— Begin —

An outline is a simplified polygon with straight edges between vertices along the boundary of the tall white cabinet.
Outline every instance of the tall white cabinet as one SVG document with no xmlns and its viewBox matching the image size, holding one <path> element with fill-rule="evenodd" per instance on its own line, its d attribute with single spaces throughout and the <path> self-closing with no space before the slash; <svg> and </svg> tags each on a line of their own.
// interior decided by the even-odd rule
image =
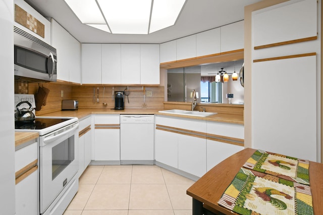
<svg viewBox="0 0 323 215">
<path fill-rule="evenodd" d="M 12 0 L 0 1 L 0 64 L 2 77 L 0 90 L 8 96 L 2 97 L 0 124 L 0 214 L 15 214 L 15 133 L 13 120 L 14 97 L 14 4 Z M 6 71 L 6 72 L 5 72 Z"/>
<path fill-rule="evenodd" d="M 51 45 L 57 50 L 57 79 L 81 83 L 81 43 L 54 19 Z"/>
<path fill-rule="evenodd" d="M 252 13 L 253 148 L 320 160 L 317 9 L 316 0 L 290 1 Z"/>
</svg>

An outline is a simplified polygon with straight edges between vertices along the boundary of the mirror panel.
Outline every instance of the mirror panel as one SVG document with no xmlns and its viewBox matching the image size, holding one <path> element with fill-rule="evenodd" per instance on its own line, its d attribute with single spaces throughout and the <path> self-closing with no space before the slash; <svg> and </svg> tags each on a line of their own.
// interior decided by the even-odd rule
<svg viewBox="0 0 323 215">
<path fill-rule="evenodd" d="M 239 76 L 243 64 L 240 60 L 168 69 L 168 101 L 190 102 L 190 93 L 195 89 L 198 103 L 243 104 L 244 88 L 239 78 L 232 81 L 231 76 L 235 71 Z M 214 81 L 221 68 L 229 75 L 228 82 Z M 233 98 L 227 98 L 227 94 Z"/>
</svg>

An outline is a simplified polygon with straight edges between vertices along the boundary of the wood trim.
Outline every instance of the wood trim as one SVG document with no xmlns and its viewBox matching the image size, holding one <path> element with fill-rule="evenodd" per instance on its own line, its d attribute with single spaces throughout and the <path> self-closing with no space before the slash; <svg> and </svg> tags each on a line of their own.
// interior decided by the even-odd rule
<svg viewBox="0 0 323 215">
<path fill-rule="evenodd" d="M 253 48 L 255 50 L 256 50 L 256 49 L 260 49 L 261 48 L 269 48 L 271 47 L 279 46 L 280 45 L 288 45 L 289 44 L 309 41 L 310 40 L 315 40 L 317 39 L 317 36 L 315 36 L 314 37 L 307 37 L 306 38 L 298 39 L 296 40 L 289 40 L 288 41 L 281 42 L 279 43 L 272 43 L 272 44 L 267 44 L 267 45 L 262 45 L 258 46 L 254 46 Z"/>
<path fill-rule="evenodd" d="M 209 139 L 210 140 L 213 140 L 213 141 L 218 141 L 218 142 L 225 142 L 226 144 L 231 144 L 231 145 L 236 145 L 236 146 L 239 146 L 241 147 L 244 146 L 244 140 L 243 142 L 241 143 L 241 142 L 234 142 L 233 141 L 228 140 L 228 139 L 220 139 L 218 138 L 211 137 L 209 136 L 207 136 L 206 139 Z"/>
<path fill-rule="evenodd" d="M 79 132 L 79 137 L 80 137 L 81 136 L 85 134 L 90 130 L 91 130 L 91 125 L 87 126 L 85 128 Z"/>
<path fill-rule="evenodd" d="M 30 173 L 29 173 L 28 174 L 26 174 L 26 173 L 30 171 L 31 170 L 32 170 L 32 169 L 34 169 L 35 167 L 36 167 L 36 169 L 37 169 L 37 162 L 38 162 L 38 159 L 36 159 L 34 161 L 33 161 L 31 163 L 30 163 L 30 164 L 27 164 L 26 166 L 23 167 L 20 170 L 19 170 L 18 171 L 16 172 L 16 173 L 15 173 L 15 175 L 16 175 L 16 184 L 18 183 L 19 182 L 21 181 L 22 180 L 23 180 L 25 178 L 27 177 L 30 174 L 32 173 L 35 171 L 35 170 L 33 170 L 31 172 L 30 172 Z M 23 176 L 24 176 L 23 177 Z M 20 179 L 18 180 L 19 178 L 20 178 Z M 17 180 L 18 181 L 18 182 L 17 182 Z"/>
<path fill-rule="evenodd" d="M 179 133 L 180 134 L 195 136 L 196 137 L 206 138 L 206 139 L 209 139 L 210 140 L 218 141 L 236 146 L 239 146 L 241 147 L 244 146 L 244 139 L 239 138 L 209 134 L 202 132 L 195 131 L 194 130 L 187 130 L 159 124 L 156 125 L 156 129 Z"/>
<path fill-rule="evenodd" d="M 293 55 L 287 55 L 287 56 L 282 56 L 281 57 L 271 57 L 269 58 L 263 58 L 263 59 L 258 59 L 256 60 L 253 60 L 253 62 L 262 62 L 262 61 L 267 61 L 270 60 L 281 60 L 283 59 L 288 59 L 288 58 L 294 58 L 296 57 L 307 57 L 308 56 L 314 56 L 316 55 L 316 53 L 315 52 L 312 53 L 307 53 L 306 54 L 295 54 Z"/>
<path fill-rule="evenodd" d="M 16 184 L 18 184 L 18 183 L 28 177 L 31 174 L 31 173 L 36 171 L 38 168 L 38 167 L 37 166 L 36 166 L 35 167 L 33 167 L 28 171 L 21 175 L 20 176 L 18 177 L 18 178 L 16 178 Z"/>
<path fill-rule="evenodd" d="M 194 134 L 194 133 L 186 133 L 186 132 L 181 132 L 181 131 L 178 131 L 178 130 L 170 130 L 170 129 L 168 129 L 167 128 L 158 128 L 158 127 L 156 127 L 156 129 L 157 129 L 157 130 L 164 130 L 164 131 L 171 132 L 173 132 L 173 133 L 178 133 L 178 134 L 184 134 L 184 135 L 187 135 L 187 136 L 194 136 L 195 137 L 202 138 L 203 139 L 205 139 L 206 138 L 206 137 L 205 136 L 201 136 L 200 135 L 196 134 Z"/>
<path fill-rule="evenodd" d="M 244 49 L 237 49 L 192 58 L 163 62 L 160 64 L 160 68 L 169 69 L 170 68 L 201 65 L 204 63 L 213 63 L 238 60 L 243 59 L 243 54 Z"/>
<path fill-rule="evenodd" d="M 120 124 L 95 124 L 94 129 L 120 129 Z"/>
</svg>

— End —

Write out all the records above again, replacing each "mirror panel" with "wall mirror" and changing nothing else. Leave the pictures out.

* RESULT OF THE EXERCISE *
An outline is a simplified polygon with straight edges between vertices along the boundary of the tall white cabinet.
Outline every instance of the tall white cabinet as one SVG document with no xmlns and its viewBox matching the image size, holding one <path> element with fill-rule="evenodd" per instance on its own line, its d attribute with single spaces throughout and the <path> self-closing with no space before the slash; <svg> and </svg> tags each on a line of their own.
// interior decided by the even-odd rule
image =
<svg viewBox="0 0 323 215">
<path fill-rule="evenodd" d="M 12 0 L 0 1 L 0 64 L 2 77 L 0 90 L 8 96 L 2 97 L 0 124 L 0 214 L 15 214 L 15 133 L 13 120 L 14 97 L 14 4 Z M 6 71 L 6 72 L 5 72 Z"/>
<path fill-rule="evenodd" d="M 51 45 L 57 50 L 57 79 L 81 83 L 81 43 L 54 19 Z"/>
<path fill-rule="evenodd" d="M 252 13 L 253 148 L 320 160 L 317 9 L 316 0 L 290 1 Z"/>
</svg>

An outline is a simplified polygon with straight edges between vertices along the boundary of the wall mirror.
Outline every instance of the wall mirror as one SVG document with no xmlns and its viewBox matching the image size, holding one <path> element with fill-rule="evenodd" per instance on its own line, its d attribute with single spaces throughout and the <path> self-closing with no space before the slash; <svg> and </svg> tags each on a line of their own.
// interior decided by the even-odd rule
<svg viewBox="0 0 323 215">
<path fill-rule="evenodd" d="M 239 76 L 243 64 L 240 60 L 168 69 L 168 101 L 190 102 L 190 93 L 195 89 L 198 103 L 243 104 L 244 88 L 239 78 L 232 81 L 231 76 L 235 71 Z M 214 81 L 221 68 L 229 75 L 228 82 Z M 233 98 L 227 98 L 227 94 Z"/>
</svg>

An outline is a simplified polygon with straight edges between vertices along the boundary of the wood trim.
Outline every instance of the wood trim as one SVG document with no xmlns and its viewBox matching the image size, holding one <path> element with fill-rule="evenodd" per instance on its own line, its d attribute with single spaces throughout and the <path> self-closing with no space before the slash; <svg> and </svg> tags each on a line of their own.
// interior decided by the even-odd rule
<svg viewBox="0 0 323 215">
<path fill-rule="evenodd" d="M 253 48 L 255 50 L 256 50 L 256 49 L 260 49 L 261 48 L 269 48 L 271 47 L 279 46 L 280 45 L 288 45 L 289 44 L 309 41 L 310 40 L 315 40 L 317 39 L 317 36 L 315 36 L 314 37 L 307 37 L 306 38 L 298 39 L 296 40 L 289 40 L 288 41 L 281 42 L 279 43 L 272 43 L 272 44 L 267 44 L 267 45 L 262 45 L 258 46 L 254 46 Z"/>
<path fill-rule="evenodd" d="M 209 139 L 210 140 L 213 140 L 213 141 L 218 141 L 218 142 L 225 142 L 226 144 L 231 144 L 231 145 L 236 145 L 236 146 L 239 146 L 241 147 L 244 146 L 244 140 L 243 142 L 241 143 L 241 142 L 234 142 L 233 141 L 228 140 L 228 139 L 220 139 L 218 138 L 211 137 L 209 136 L 207 136 L 206 139 Z"/>
<path fill-rule="evenodd" d="M 79 132 L 79 137 L 80 137 L 81 136 L 85 134 L 90 130 L 91 130 L 91 125 L 87 126 L 85 128 Z"/>
<path fill-rule="evenodd" d="M 30 173 L 29 173 L 28 174 L 26 174 L 26 173 L 30 171 L 31 170 L 32 170 L 32 169 L 34 169 L 35 167 L 36 167 L 36 169 L 37 169 L 37 162 L 38 162 L 38 159 L 36 159 L 34 161 L 33 161 L 31 163 L 30 163 L 30 164 L 27 164 L 26 166 L 23 167 L 20 170 L 19 170 L 18 171 L 16 172 L 16 173 L 15 173 L 15 175 L 16 175 L 16 184 L 18 183 L 19 182 L 21 181 L 22 180 L 23 180 L 25 178 L 27 177 L 30 174 L 32 173 L 35 171 L 35 170 L 33 170 L 31 172 L 30 172 Z M 23 176 L 24 176 L 23 177 Z M 20 179 L 18 180 L 19 178 L 20 178 Z M 17 180 L 18 181 L 18 182 L 17 182 Z"/>
<path fill-rule="evenodd" d="M 179 133 L 180 134 L 195 136 L 196 137 L 206 138 L 206 139 L 209 139 L 210 140 L 218 141 L 236 146 L 239 146 L 241 147 L 244 146 L 244 139 L 239 138 L 209 134 L 202 132 L 195 131 L 194 130 L 187 130 L 159 124 L 156 125 L 156 129 Z"/>
<path fill-rule="evenodd" d="M 293 55 L 287 55 L 287 56 L 282 56 L 281 57 L 271 57 L 269 58 L 263 58 L 263 59 L 258 59 L 256 60 L 253 60 L 253 62 L 262 62 L 262 61 L 267 61 L 270 60 L 281 60 L 283 59 L 288 59 L 288 58 L 294 58 L 296 57 L 307 57 L 308 56 L 314 56 L 316 55 L 316 53 L 315 52 L 312 53 L 307 53 L 306 54 L 295 54 Z"/>
<path fill-rule="evenodd" d="M 16 184 L 18 184 L 18 183 L 28 177 L 31 174 L 31 173 L 36 171 L 38 168 L 38 167 L 37 166 L 36 166 L 35 167 L 33 167 L 28 171 L 21 175 L 20 176 L 18 177 L 18 178 L 16 178 Z"/>
<path fill-rule="evenodd" d="M 194 134 L 194 133 L 186 133 L 186 132 L 181 132 L 181 131 L 178 131 L 178 130 L 170 130 L 170 129 L 168 129 L 167 128 L 158 128 L 158 127 L 156 127 L 156 129 L 157 129 L 157 130 L 164 130 L 164 131 L 171 132 L 173 132 L 173 133 L 178 133 L 178 134 L 184 134 L 184 135 L 187 135 L 187 136 L 194 136 L 195 137 L 202 138 L 203 139 L 205 139 L 206 138 L 206 137 L 205 136 L 201 136 L 200 135 L 196 134 Z"/>
<path fill-rule="evenodd" d="M 244 49 L 237 49 L 192 58 L 163 62 L 160 64 L 160 68 L 169 69 L 170 68 L 201 65 L 204 63 L 213 63 L 238 60 L 243 59 L 243 54 Z"/>
<path fill-rule="evenodd" d="M 120 124 L 95 124 L 94 129 L 120 129 Z"/>
</svg>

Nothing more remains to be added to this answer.